### DATA FOR THE TASK
----

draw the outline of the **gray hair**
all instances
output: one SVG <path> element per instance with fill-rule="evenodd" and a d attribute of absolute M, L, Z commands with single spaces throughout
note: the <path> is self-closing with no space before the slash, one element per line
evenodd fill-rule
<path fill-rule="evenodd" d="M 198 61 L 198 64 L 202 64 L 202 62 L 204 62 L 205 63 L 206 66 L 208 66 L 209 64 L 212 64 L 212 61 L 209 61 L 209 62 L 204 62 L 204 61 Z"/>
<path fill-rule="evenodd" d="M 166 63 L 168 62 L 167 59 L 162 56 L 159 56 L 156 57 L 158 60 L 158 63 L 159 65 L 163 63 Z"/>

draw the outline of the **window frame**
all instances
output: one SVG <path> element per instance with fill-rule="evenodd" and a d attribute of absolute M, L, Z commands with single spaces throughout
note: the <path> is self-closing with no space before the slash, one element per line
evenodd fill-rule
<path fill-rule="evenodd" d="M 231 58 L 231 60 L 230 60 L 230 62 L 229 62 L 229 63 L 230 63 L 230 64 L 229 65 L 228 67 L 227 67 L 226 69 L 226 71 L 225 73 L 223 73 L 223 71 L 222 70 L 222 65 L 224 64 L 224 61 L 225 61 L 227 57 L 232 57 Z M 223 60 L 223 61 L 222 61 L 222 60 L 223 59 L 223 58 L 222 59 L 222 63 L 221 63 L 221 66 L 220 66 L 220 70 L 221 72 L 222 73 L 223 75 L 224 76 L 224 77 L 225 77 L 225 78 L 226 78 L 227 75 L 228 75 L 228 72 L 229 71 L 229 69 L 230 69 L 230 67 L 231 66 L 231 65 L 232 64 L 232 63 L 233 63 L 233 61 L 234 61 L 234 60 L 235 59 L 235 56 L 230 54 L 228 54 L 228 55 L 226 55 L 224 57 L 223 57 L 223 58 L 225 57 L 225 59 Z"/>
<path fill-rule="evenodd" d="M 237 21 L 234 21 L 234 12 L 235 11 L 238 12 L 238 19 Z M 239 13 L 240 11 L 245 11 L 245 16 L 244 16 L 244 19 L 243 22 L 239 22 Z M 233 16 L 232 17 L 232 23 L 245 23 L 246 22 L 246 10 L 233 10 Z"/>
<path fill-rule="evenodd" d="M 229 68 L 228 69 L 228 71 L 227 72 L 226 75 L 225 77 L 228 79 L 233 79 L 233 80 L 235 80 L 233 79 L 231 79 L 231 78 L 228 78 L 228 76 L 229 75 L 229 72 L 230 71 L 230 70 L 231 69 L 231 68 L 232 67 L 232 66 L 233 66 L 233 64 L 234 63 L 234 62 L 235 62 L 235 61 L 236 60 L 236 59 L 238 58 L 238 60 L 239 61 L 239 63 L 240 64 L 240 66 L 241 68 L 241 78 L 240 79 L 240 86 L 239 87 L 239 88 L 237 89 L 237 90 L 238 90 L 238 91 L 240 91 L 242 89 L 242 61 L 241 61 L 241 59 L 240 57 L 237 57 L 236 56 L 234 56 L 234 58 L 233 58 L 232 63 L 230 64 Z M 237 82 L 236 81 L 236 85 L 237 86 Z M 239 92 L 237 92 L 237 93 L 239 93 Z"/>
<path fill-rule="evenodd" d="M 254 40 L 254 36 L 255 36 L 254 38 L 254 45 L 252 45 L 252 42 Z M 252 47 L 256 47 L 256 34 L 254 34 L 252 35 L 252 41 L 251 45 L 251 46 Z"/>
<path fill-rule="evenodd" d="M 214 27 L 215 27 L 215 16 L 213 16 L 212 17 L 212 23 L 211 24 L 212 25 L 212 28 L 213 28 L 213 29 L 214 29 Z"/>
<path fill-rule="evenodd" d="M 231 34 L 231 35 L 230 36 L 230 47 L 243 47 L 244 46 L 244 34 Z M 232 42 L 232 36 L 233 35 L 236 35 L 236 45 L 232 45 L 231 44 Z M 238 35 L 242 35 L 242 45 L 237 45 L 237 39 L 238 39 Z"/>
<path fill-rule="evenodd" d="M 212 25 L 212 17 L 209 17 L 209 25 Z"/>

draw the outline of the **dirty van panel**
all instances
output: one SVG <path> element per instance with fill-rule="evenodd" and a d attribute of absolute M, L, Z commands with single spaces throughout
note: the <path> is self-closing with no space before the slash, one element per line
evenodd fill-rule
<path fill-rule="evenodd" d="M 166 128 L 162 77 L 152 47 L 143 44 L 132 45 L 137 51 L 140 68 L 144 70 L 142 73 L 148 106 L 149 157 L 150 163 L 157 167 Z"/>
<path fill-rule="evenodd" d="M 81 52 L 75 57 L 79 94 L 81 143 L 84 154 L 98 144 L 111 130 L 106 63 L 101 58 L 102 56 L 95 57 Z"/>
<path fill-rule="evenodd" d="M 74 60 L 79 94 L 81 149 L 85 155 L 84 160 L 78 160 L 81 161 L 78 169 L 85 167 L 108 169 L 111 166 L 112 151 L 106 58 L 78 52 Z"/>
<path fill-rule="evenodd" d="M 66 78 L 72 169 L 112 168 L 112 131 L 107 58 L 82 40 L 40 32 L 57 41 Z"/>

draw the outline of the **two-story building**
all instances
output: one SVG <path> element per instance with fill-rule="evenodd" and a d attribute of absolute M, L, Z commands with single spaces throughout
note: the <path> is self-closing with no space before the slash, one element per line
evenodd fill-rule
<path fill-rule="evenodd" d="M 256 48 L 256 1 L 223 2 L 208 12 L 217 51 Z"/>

----

Please rewrite everything from the line containing "draw the outline of the **two-story" down to the end of the rows, keeping every line and shifting each coordinate in the outline paths by adding 77.

draw the outline of the **two-story building**
all instances
output: one SVG <path> element per instance with fill-rule="evenodd" and a d attribute of absolute M, L, Z commands with single spaces throughout
note: the <path> is self-closing with no space before the slash, one element per line
evenodd fill-rule
<path fill-rule="evenodd" d="M 333 125 L 333 78 L 300 79 L 285 89 L 294 128 Z"/>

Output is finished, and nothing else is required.